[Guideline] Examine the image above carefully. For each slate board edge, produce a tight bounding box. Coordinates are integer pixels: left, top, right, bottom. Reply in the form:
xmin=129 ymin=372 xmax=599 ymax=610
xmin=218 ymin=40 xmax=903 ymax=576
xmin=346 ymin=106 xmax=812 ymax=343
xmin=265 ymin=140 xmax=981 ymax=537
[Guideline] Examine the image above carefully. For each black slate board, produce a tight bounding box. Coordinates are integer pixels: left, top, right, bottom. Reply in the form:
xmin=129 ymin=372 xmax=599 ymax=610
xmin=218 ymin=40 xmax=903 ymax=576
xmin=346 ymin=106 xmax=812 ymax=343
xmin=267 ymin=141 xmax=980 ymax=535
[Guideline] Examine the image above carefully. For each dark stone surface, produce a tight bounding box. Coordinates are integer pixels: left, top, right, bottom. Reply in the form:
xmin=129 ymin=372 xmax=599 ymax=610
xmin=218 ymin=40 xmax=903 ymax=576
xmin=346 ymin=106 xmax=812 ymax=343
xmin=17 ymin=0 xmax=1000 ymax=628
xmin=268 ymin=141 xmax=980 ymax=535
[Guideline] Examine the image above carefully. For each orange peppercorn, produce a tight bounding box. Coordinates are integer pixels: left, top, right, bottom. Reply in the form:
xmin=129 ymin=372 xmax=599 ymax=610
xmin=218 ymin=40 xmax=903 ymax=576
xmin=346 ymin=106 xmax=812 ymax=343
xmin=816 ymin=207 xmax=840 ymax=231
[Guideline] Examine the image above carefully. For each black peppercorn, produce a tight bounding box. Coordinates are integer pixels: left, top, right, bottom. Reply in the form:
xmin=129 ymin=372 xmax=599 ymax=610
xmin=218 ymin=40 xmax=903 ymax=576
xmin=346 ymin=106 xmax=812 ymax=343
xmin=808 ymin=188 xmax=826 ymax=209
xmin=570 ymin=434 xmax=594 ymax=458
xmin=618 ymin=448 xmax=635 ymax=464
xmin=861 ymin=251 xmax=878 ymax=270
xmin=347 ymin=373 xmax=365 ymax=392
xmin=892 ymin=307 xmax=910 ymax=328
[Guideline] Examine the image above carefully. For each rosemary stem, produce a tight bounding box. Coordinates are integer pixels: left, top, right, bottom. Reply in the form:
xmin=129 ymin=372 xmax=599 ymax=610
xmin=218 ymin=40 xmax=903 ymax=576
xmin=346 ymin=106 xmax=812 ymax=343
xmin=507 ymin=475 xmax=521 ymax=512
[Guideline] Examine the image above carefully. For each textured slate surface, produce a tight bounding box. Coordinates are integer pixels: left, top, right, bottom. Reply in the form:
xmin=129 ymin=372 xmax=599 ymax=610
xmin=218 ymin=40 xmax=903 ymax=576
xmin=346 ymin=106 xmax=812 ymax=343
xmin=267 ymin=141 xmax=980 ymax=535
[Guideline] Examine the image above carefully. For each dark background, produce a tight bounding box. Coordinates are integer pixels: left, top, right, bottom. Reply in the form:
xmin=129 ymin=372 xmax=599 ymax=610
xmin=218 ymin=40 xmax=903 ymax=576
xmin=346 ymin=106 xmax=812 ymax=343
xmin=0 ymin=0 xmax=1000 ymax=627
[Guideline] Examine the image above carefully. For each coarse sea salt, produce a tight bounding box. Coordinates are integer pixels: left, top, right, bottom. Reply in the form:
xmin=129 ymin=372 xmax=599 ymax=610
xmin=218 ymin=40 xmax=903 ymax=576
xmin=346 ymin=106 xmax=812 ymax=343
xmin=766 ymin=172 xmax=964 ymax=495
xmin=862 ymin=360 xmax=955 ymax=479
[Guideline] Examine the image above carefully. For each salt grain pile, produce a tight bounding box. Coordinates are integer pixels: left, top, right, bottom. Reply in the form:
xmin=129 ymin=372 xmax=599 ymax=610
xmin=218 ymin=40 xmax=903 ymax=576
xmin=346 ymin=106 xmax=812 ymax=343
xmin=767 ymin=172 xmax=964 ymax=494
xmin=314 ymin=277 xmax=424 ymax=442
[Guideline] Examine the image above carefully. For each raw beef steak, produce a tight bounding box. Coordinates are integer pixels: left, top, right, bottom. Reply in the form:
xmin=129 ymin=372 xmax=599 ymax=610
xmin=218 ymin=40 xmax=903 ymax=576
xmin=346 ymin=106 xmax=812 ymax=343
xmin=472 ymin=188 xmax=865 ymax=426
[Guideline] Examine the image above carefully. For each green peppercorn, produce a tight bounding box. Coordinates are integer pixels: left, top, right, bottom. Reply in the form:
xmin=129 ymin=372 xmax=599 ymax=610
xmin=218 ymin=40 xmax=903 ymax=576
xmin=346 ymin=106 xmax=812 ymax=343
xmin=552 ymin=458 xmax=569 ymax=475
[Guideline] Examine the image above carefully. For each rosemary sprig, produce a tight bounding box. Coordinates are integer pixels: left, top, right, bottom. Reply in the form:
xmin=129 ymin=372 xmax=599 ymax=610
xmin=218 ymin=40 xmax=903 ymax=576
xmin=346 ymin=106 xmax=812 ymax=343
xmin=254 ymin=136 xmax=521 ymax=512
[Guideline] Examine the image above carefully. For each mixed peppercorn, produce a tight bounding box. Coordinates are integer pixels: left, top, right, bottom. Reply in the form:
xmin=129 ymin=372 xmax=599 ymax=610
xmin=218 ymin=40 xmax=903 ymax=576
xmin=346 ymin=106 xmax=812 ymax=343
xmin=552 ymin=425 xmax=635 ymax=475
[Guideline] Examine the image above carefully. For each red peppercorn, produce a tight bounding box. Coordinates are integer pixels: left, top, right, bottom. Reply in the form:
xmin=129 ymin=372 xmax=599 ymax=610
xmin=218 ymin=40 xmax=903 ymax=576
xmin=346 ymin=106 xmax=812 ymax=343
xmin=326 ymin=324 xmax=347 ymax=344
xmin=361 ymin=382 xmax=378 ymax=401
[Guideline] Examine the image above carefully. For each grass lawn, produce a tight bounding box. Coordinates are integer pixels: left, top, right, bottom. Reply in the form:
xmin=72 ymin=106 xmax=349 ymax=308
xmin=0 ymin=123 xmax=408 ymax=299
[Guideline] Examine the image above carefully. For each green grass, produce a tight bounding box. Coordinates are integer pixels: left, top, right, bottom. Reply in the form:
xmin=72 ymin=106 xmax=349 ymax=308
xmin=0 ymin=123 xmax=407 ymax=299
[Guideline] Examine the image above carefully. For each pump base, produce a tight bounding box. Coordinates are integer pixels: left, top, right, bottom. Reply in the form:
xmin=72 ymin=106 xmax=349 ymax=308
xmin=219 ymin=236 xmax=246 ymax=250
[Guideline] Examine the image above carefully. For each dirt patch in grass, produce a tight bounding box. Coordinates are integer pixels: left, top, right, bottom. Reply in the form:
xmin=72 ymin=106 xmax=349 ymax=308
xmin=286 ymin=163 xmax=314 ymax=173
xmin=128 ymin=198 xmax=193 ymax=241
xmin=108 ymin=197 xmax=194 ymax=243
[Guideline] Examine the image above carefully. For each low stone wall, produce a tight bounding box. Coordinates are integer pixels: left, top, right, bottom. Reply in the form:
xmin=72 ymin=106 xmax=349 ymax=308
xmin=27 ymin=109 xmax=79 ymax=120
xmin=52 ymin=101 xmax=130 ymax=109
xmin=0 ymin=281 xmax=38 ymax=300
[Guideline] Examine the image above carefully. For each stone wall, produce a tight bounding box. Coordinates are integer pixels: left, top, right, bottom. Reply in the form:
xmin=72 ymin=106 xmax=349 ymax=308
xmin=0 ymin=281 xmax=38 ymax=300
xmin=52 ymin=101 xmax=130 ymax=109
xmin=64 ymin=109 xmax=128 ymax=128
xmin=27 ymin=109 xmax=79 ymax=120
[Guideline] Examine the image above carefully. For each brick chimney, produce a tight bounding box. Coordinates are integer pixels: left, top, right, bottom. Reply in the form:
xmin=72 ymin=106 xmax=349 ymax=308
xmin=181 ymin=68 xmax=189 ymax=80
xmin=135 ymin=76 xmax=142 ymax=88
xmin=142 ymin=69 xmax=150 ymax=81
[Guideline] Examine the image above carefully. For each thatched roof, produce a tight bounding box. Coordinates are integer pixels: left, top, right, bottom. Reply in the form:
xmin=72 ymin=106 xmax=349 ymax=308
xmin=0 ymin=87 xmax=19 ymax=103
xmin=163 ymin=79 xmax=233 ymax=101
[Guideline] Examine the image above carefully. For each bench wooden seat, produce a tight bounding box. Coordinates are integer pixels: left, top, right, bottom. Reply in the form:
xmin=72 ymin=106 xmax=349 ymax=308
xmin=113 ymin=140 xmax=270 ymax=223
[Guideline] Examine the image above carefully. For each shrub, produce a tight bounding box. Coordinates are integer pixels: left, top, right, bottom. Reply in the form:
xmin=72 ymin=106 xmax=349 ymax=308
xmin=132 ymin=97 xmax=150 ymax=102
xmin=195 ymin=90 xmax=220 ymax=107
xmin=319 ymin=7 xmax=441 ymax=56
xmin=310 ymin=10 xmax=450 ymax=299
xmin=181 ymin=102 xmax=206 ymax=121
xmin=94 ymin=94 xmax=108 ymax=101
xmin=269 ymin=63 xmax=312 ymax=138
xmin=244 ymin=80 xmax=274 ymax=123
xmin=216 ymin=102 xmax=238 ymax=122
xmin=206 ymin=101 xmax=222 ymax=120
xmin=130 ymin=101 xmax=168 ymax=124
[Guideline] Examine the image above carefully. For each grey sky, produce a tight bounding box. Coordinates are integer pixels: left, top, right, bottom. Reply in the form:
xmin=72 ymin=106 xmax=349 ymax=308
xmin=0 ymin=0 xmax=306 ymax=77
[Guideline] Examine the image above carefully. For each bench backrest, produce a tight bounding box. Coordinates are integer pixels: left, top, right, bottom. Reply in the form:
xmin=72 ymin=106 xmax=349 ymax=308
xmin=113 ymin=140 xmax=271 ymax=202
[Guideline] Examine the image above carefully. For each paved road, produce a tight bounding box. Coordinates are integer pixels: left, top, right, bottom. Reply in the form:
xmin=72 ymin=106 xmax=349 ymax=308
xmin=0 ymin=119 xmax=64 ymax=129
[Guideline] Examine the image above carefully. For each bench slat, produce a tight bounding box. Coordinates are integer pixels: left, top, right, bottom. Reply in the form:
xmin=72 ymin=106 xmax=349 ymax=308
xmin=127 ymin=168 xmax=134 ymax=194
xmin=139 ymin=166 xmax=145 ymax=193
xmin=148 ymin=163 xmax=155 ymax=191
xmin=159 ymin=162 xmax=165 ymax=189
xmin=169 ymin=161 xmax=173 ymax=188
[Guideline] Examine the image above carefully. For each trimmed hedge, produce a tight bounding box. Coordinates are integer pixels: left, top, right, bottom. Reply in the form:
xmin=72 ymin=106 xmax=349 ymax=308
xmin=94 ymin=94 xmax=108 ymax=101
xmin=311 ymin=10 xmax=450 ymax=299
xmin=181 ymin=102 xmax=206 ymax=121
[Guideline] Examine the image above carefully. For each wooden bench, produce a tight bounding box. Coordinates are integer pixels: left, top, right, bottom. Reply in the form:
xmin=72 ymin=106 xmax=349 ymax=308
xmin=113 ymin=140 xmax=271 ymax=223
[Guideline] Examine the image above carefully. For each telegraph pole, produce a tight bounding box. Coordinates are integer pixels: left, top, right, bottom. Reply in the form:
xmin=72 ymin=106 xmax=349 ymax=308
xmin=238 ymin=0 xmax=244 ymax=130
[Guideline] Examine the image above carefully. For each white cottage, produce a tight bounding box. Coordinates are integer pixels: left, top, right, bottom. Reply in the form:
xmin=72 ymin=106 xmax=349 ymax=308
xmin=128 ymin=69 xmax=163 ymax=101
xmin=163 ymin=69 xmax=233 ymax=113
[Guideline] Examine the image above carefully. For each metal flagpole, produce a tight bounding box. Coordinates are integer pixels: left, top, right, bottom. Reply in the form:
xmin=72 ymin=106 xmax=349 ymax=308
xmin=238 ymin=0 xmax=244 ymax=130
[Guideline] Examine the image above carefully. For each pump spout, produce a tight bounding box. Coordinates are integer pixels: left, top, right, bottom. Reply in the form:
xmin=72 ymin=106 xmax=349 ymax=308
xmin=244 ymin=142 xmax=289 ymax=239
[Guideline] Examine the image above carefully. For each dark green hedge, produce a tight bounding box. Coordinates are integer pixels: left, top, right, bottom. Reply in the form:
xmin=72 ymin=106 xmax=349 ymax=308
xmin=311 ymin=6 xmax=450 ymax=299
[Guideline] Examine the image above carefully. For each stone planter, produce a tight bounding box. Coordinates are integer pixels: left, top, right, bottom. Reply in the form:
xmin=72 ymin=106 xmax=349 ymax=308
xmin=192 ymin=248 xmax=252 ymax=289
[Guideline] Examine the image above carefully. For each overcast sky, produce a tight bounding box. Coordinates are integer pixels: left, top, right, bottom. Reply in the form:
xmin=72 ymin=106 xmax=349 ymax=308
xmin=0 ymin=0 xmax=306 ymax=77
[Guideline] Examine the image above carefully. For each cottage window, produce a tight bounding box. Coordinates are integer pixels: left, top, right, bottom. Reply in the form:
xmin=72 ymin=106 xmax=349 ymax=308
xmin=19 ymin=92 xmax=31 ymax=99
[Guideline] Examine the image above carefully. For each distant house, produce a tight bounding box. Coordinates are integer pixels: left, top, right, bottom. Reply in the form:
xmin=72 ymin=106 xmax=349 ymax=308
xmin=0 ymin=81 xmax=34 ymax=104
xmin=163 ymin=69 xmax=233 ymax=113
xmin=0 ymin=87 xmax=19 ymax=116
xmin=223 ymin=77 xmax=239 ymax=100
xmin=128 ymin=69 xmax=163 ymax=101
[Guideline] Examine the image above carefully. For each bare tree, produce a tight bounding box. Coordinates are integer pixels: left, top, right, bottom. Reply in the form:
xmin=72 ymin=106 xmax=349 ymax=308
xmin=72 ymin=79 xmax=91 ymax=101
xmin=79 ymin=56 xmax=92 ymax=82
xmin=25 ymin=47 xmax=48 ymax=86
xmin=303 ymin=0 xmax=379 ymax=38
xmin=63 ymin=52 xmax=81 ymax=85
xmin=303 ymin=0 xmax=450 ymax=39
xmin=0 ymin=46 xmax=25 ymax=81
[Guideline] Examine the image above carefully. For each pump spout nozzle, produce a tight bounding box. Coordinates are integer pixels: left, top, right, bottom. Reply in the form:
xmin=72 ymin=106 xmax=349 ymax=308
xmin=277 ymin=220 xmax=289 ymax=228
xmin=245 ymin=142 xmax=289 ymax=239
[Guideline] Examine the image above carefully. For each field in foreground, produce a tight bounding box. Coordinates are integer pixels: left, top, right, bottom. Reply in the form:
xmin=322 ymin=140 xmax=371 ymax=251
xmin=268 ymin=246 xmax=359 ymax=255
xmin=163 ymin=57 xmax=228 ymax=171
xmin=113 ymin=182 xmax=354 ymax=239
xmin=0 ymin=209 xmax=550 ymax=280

= = = = = = =

» **Directive**
Please retype the entries from the start through the line with "xmin=265 ymin=140 xmax=981 ymax=537", both included.

» **Task response**
[Guideline] Examine the image above carefully. For each slate board edge, produce a tight bounding box. Coordinates are integer pixels: left, top, right, bottom. Reply in the form:
xmin=129 ymin=372 xmax=599 ymax=610
xmin=218 ymin=40 xmax=903 ymax=576
xmin=346 ymin=106 xmax=812 ymax=343
xmin=265 ymin=140 xmax=981 ymax=537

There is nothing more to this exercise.